(Records supplied begins)

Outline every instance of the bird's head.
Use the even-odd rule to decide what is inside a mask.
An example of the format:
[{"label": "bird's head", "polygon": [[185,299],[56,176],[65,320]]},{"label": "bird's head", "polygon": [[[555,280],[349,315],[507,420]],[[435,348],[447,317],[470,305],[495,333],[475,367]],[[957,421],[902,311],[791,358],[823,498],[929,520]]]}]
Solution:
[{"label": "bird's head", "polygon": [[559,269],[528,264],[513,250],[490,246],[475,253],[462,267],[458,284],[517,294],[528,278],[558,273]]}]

(Records supplied ends)

Assignment | For this exercise, retype each entry from above exactly as it stands.

Your response |
Outline every instance of the bird's head.
Use the even-odd rule to decide what is inside a mask.
An example of the format:
[{"label": "bird's head", "polygon": [[185,299],[56,176],[65,320]]},{"label": "bird's head", "polygon": [[[555,280],[349,315],[507,420]],[[435,348],[447,317],[470,305],[495,333],[475,367]],[[957,421],[902,311],[791,358],[823,498],[929,520]]]}]
Solution:
[{"label": "bird's head", "polygon": [[559,269],[528,264],[513,250],[490,246],[475,253],[462,267],[458,284],[517,294],[528,278],[558,273]]}]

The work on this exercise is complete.